Records for the task -
*** Begin section ***

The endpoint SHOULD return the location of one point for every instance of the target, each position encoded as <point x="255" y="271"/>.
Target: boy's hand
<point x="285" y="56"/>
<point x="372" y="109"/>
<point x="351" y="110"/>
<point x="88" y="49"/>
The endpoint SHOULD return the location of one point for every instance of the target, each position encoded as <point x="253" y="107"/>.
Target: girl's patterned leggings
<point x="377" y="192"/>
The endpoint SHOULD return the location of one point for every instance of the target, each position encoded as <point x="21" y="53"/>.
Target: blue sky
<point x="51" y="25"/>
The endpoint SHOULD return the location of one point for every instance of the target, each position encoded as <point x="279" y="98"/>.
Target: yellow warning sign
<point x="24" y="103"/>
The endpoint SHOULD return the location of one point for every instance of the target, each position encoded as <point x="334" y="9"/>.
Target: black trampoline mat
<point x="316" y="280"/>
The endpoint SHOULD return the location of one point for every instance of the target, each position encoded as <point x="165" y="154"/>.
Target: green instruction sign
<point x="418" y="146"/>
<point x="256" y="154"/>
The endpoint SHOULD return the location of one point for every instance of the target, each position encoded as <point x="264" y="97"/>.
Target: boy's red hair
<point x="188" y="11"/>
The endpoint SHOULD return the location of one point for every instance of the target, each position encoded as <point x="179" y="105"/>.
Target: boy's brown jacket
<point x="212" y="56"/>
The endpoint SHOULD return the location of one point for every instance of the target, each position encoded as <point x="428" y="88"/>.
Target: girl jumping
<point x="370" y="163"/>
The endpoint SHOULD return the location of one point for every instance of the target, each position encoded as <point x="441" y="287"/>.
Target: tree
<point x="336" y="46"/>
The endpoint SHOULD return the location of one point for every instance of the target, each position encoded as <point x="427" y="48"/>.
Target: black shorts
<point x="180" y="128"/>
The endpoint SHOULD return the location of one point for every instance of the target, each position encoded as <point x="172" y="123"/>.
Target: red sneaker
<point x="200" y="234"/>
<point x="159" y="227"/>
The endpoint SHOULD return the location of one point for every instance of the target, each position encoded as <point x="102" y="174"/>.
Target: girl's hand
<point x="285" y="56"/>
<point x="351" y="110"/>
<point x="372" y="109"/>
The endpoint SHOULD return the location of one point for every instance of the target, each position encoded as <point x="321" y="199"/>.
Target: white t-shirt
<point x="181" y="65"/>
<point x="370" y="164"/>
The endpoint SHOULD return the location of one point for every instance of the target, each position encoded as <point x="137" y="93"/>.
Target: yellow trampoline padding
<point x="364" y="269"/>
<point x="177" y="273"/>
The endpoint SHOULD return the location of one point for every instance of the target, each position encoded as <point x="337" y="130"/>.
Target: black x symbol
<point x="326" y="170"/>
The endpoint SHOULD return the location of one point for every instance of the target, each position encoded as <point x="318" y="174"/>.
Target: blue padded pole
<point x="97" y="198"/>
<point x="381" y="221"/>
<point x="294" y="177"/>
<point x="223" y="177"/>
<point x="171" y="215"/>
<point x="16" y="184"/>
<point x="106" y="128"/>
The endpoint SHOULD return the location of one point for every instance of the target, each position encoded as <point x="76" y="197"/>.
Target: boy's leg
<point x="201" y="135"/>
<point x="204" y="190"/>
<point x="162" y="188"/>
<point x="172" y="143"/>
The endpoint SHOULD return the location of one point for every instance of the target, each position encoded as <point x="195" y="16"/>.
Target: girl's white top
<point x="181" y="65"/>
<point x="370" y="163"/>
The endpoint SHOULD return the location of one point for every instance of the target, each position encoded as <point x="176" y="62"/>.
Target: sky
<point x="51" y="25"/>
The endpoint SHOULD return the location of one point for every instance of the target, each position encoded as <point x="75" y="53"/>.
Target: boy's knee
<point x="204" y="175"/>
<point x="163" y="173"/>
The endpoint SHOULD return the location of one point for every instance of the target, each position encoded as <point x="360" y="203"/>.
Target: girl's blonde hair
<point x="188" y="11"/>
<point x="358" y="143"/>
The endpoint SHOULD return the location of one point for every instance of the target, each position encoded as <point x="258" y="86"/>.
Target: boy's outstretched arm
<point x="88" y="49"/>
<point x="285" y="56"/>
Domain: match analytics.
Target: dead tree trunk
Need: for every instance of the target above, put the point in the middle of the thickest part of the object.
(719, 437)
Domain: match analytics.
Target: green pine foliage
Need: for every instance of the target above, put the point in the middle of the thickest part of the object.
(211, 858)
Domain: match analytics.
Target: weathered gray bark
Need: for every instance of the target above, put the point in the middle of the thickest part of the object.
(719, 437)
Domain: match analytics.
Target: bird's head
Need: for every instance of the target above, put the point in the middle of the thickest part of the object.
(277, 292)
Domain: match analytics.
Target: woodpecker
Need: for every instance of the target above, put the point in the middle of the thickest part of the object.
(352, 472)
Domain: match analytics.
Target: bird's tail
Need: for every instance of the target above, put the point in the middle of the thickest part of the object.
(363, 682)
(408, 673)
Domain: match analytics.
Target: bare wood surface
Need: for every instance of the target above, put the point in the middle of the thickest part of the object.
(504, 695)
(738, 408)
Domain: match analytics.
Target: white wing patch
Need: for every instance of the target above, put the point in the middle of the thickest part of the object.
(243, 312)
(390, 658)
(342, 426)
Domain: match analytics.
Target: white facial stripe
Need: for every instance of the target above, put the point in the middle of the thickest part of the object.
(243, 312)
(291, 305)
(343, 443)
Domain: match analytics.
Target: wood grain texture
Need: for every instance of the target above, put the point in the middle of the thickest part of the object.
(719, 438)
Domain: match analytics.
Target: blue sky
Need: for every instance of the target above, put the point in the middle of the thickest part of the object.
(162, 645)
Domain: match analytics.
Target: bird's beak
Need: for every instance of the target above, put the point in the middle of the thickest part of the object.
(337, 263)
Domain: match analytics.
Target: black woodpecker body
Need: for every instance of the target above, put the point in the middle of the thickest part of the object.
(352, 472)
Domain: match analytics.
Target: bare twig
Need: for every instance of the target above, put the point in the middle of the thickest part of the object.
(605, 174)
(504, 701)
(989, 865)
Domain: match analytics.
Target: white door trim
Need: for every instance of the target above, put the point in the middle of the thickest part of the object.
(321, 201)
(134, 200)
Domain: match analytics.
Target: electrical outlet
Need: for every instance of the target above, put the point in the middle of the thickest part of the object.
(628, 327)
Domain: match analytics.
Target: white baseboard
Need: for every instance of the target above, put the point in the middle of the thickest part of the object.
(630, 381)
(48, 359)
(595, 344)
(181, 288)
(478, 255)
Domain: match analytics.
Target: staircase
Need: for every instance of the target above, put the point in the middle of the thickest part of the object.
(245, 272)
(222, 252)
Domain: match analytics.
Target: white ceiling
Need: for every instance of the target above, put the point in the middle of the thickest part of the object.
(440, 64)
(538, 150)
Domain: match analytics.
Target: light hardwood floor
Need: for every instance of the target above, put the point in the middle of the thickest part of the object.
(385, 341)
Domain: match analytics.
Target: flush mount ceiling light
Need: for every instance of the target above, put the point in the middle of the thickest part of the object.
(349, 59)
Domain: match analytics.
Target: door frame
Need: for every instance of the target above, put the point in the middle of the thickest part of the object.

*** End section ***

About this exercise - Would you mind copying all of the records exactly?

Response -
The endpoint SHOULD return the location of one point for every instance of the target, each position encoded as <point x="255" y="271"/>.
Target: boy's hand
<point x="285" y="56"/>
<point x="372" y="109"/>
<point x="351" y="110"/>
<point x="88" y="49"/>
The endpoint SHOULD return the location of one point for every instance of the target, each position encoded as <point x="253" y="107"/>.
Target: girl's patterned leggings
<point x="377" y="192"/>
The endpoint SHOULD return the location of one point for every instance of the target, each position encoded as <point x="21" y="53"/>.
Target: blue sky
<point x="51" y="25"/>
The endpoint SHOULD return the location of one point for every instance of the target, each position encoded as <point x="279" y="98"/>.
Target: yellow warning sign
<point x="24" y="103"/>
The endpoint SHOULD return the location of one point for every instance of the target, each position encoded as <point x="334" y="9"/>.
Target: black trampoline mat
<point x="316" y="280"/>
The endpoint SHOULD return the location of one point for every instance of the target, each position encoded as <point x="165" y="154"/>.
Target: green instruction sign
<point x="418" y="146"/>
<point x="256" y="154"/>
The endpoint SHOULD return the location of one point for every instance of the target, each position encoded as <point x="264" y="97"/>.
Target: boy's red hair
<point x="188" y="11"/>
The endpoint SHOULD return the location of one point for every instance of the target, each position encoded as <point x="179" y="105"/>.
Target: boy's brown jacket
<point x="212" y="56"/>
The endpoint SHOULD return the location of one point for every instance of the target, each position encoded as <point x="428" y="88"/>.
Target: girl jumping
<point x="370" y="163"/>
The endpoint SHOULD return the location of one point for every instance of the target, each position encoded as <point x="441" y="287"/>.
Target: tree
<point x="336" y="46"/>
The endpoint SHOULD return the location of one point for every instance of the target, each position encoded as <point x="427" y="48"/>.
Target: black shorts
<point x="180" y="128"/>
The endpoint SHOULD return the location of one point for every instance of the target, each position encoded as <point x="172" y="123"/>.
Target: red sneaker
<point x="200" y="234"/>
<point x="159" y="227"/>
The endpoint SHOULD return the location of one point for every instance of the target, each position encoded as <point x="102" y="174"/>.
Target: girl's hand
<point x="285" y="56"/>
<point x="351" y="110"/>
<point x="372" y="109"/>
The endpoint SHOULD return the location of one point for every instance of the target, each position encoded as <point x="321" y="199"/>.
Target: white t-shirt
<point x="181" y="65"/>
<point x="370" y="164"/>
The endpoint SHOULD return the location of one point for every instance of the target, each position encoded as <point x="137" y="93"/>.
Target: yellow trampoline padding
<point x="364" y="269"/>
<point x="177" y="273"/>
The endpoint SHOULD return the location of one point for every instance of the target, each position encoded as <point x="337" y="130"/>.
Target: black x symbol
<point x="326" y="170"/>
The endpoint SHOULD return the location of one point for every instance of the target, each position encoded as <point x="318" y="174"/>.
Target: blue padded pole
<point x="97" y="198"/>
<point x="381" y="221"/>
<point x="294" y="177"/>
<point x="223" y="177"/>
<point x="171" y="215"/>
<point x="16" y="184"/>
<point x="106" y="128"/>
The endpoint SHOULD return the location of one point for every instance of the target, each position encoded as <point x="76" y="197"/>.
Target: boy's leg
<point x="201" y="135"/>
<point x="204" y="190"/>
<point x="162" y="188"/>
<point x="172" y="143"/>
The endpoint SHOULD return the location of one point for every instance of the target, each position encoded as <point x="195" y="16"/>.
Target: girl's white top
<point x="181" y="65"/>
<point x="370" y="163"/>
The endpoint SHOULD return the location of one point for every instance of the target, each position encoded as <point x="176" y="62"/>.
Target: sky
<point x="51" y="25"/>
The endpoint SHOULD return the location of one point for every instance of the target, each position encoded as <point x="75" y="53"/>.
Target: boy's knee
<point x="204" y="175"/>
<point x="163" y="173"/>
The endpoint SHOULD return the location of one point for every instance of the target, each position encoded as <point x="360" y="203"/>.
Target: girl's blonde hair
<point x="188" y="11"/>
<point x="358" y="143"/>
The endpoint SHOULD return the location of one point for every instance of the target, each position encoded as <point x="258" y="86"/>.
Target: boy's outstretched arm
<point x="88" y="49"/>
<point x="285" y="56"/>
Domain: match analytics.
Target: dead tree trunk
Need: for every instance of the target above, put the point in the middle of the thickest part of the object.
(719, 437)
Domain: match analytics.
Target: green pine foliage
Need: for every instance of the target above, put the point in the middle of the thickest part of the object.
(211, 858)
Domain: match analytics.
Target: weathered gray bark
Need: for every instance of the target above, put the point in the middle of the thickest part of the object.
(719, 437)
Domain: match analytics.
Target: bird's head
Need: for every instance of the target above, put the point in the middle of the thickest part of the object.
(277, 292)
Domain: match analytics.
Target: woodpecker
Need: for every instance of the target above, put the point in the middle of the thickest part of the object.
(352, 472)
Domain: match analytics.
Target: bird's tail
Need: for every instance of the target above, put the point in the middle of the thickest part of the object.
(363, 682)
(408, 673)
Domain: match analytics.
Target: bare wood surface
Need: for every instance of the target above, put the point in the middle of the thickest part of the object.
(504, 695)
(738, 408)
Domain: match analytics.
Target: white wing patch
Need: for every instance of the target above, put the point in the middle of the thickest part of the object.
(243, 312)
(390, 658)
(342, 426)
Domain: match analytics.
Target: white facial stripe
Need: for every instance of the target above, put the point in the middle of the thickest part of the object.
(243, 312)
(291, 305)
(343, 443)
Domain: match analytics.
Target: wood grain texture
Need: for every instance of the target above, put the point in the middle of the thickest part of the object.
(719, 438)
Domain: match analytics.
Target: blue sky
Need: for every instance of the target above, put the point in the middle of the thickest part of the object.
(162, 645)
Domain: match analytics.
Target: bird's beak
Need: for every instance of the target above, put the point in the middle of the thickest part of the object.
(337, 263)
Domain: match analytics.
Target: black woodpecker body
Need: for every instance of the target above, put the point in the middle of the thickest part of the object.
(352, 472)
Domain: match analytics.
Target: bare twig
Need: for every instance of the target above, put the point in the middle of the thickest part of the object.
(605, 174)
(504, 701)
(989, 865)
Domain: match analytics.
Target: white door trim
Need: for every instance of the target above, put the point in the middle of the thickest part of the object.
(321, 201)
(134, 200)
Domain: match analytics.
Target: electrical outlet
Need: for every instance of the target above, put the point in the middle of the thickest part of the object.
(628, 327)
Domain: match analytics.
Target: white baseboard
Need: for every instance of the target above, put the point in the middle of the thickest part of the object.
(630, 381)
(48, 359)
(595, 344)
(181, 288)
(478, 255)
Domain: match analytics.
Target: staircase
Need: for every instance of the target above, put the point in the middle of the thickest part of the object.
(245, 272)
(222, 252)
Domain: match analytics.
Target: white ceiling
Need: for every instance of the target above, put the point in the middle of the thickest part of the object.
(440, 64)
(538, 150)
Domain: match analytics.
Target: light hardwood floor
Need: for every instance of the target above, put the point in the middle of the thickest part of the object.
(385, 341)
Domain: match analytics.
Target: flush mount ceiling light
Need: for every instance of the target above, put the point in the middle of the thickest part of the object.
(349, 59)
Domain: match analytics.
Target: door frame
Need: for every instance of the target above, put the point in the middle of the thickest part of the object.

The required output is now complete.